— READING PASSAGE —

+++

For the target audience who are predominantly disaffected whites who are outside the Church and generally lack knowledge of the Bible, proof-texting can be very effective and was used frequently. A much more martial depiction of Jesus (who epitomises British/English identity and heritage) can be presented.
Their activity on social media was run alongside a high profile campaign (recorded and uploaded to their Youtube channel) of forming ‘Christian patrols’ for ‘mosque invasions‘, where a ‘battalion’ (note the language) of Britain First supporters entered mosques to hand out literature and Bibles. The physicality of the Bible itself becomes a weapon.
Although now blocked from Facebook members of Britain First and allied groups (such as the Knights Templar-UK) are still active on social media. Here we can see a close alignment with Christ/ianity narrative and nationalism.
The language of the ‘spiritual warfare’ movement within some of the Charismatic and Pentecostal churches that saw a surge of interest in the 80s and 90s (together with its own set of proof texts) has been employed in a very different martial narrative. A narrative in which Jesus, ‘the mighty warrior’, fronts an army that the Church, at the moment, has little awareness of. One can see how these images might appeal to disaffected, and politically and economically disenfranchised white youths.

+++

— DATA BLOCK —
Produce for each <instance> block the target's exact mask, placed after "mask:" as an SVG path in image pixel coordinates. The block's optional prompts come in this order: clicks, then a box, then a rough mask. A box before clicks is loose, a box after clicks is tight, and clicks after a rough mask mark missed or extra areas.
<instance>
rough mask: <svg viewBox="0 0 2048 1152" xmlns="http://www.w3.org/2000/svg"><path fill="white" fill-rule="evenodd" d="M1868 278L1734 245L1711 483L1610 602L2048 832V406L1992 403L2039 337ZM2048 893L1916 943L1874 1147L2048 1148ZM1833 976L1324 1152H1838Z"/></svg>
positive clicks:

+++

— STUDY QUESTIONS —
**A.** In the passage on Britain First, what did the supporters hand out when they entered mosques?
**B.** Translate this sentence from the passage on Britain First into Spanish: "The physicality of the Bible itself becomes a weapon."
**C.** Extend the passage on Britain First with one further paragraph that picks up after its final sentence.
This data comes from a separate source.

— RESULTS FOR THE EXERCISE —
**A.** Literature and Bibles.

**B.** La materialidad misma de la Biblia se convierte en un arma.

**C.**
Most of my Christian friends have very little knowledge about that Christianity and the Bible is being used in this way. In fact, I have, in the past received memes from Britain First and British Freedom shared by Christians who are completely unaware of the underlying agenda but who ‘agree with the sentiments’ of the post. Christian students I work with are often horrified by this use of the Bible and the message it promotes and exhibit the same sense of outrage and betrayal as my Muslim students do when confronted with the use of the Qur’an and Hadith by Islamist groups. The uncritical elision of religious language and the Bible with ideological rhetoric provides fertile ground in which extremist readings can take root and grow. Politicians and opinion formers in the media using biblical texts to legitimise ideological or political policy make countering these extremist narratives much more difficult.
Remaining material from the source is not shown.